# OBJECTIVE
Rewrite the lines below, from the line containing "glove in the photo above." through the last line, inclusive, as a Markdown table with the columns Row and Line, numbering each row and leaving out blank lines.

----

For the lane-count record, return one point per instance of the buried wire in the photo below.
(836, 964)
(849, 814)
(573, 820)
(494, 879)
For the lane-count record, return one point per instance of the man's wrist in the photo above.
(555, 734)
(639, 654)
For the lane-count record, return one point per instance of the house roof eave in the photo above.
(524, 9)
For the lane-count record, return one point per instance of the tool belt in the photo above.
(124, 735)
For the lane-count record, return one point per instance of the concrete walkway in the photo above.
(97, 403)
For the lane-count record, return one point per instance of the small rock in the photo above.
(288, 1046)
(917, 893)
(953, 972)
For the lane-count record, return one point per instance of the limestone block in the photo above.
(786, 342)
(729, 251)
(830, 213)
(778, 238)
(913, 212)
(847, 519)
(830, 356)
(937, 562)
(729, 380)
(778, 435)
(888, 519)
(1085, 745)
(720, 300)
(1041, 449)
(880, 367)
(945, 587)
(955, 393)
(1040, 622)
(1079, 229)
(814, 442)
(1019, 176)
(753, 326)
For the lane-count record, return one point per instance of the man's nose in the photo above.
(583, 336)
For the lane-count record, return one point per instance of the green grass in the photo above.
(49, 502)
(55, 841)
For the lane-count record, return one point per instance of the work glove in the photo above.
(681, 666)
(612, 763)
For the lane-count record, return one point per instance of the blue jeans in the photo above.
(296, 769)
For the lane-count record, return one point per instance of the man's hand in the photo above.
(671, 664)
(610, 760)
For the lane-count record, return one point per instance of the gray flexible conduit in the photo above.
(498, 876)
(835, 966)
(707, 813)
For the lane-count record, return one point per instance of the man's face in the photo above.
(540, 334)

----

# TASK ANSWER
| Row | Line |
|---|---|
| 1 | For the lane-count record, return one point per instance of the work glove in the photo above. |
| 2 | (681, 666) |
| 3 | (612, 763) |
| 4 | For the lane-count record, return one point per instance of the blue jeans in the photo above. |
| 5 | (296, 769) |
| 6 | For the lane-count record, return one point per instance of the man's hand in the photo above. |
| 7 | (671, 664) |
| 8 | (610, 760) |
| 9 | For the lane-count record, return one point per instance of the gray flexible conduit in the photo above. |
| 10 | (498, 876) |
| 11 | (835, 966) |
| 12 | (707, 813) |
| 13 | For the lane-count record, return one point per instance of the man's face in the photo above. |
| 14 | (540, 334) |